In its desperation to raise ever more taxes the Government is increasingly making tax avoidance sound like tax evasion.
As Lord Clyde famously said in a tax case: “No man in the country is under the smallest obligation, moral or other, so to arrange his legal relations to his business or property as to enable the Inland Revenue to put the largest possible shovel in his stores. The Inland Revenue is not slow, and quite rightly, to take every advantage which is open to it under the Taxing Statutes for the purposes of depleting the taxpayer’s pocket. And the taxpayer is in like manner entitled to be astute to prevent, so far as he honestly can, the depletion of his means by the Inland Revenue.”
The emphasis by the Government is on clamping down on tax avoidance but no mention is ever made of the amount of tax wasted by taxpayers who do not claim all of the tax reliefs and allowances available.
According to unbiased.co.uk taxpayers will pay an extra £4.6 billion in tax this year by not taking advantage of the tax reliefs and tax shelters available to them.
The actual amount of tax paid by the average person is significantly higher than we realise when taking into account indirect as well as direct taxes. I estimate the average person is paying around 70 per cent of his income in taxes, while the highest paid are paying up to 90 per cent of what they earn in taxes.
Politicians and the media are fond of slating higher earners yet most of these people contribute the most to society as entrepreneurs and business owners. Yet they are penalised very heavily indeed. The top 10 per cnet of earners pay 50 per cent of all income taxes.
On the other hand the people who contribute the least, those on welfare, pay no direct taxes, do not work and live in houses many hard working taxpayers cannot afford. Such people are supported financially by people who do work and pay taxes.

----

* Challenge 1:
Answer these about the article on tax avoidance, one per line:
(a) Who is quoted saying no one is under any obligation to let the Inland Revenue "put the largest possible shovel in his stores"?
(b) According to unbiased.co.uk, how much extra tax will taxpayers pay this year by not using available reliefs and shelters?
(c) What share of income does the writer estimate the average person pays in taxes?
* Challenge 2:
Pick up the article on tax avoidance after its final sentence and carry it on.

[Some records]
----

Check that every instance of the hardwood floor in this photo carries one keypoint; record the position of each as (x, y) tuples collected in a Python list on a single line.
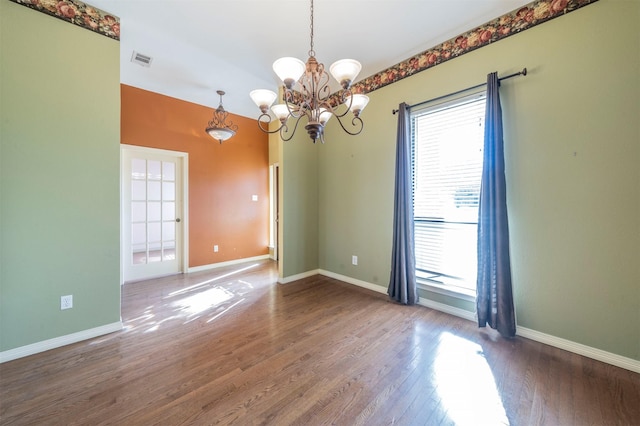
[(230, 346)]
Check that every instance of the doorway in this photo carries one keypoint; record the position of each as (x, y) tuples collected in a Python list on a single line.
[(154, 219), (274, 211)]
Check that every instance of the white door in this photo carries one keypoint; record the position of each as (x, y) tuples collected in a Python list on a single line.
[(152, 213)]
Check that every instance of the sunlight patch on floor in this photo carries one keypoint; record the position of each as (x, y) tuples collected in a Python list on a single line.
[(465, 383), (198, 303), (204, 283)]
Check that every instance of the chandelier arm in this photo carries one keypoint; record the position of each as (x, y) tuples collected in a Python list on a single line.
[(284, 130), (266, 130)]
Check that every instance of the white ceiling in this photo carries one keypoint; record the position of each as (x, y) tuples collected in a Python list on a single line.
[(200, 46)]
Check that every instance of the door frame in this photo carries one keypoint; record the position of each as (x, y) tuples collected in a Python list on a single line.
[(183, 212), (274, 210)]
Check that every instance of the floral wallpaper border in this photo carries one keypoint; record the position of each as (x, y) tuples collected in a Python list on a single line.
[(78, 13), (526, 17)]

----

* Expected output 1:
(a) Lord Clyde
(b) £4.6 billion
(c) Around 70 per cent

* Expected output 2:
My own father worked all of his life, paid his taxes, never claimed any benefits yet when he went into a care home for the last two years of his life had to pay the care home fees fully. At the same time there are people on state benefits who would get 100 per cent funding by the state were they to go into a home. Hardly fair is it?
I have long held the view that if you are fit enough to work you should have to work for the Government to earn your benefit or get no benefit at all. I am sure many people on benefits could work in a care home for example, reduce the costs for the elderly residents and do something meaningful.
As Ronald Reagan once said “The problem is not that people are taxed too little, the problem is that government spends too much.”
Benefits will continue to be cut. It is inevitable. Out of total Government expenditure of nearly £700bn last year, £180bn is spent on welfare and pensions and £128bn on health.
Working taxpayers are disenfranchised. Something has to give.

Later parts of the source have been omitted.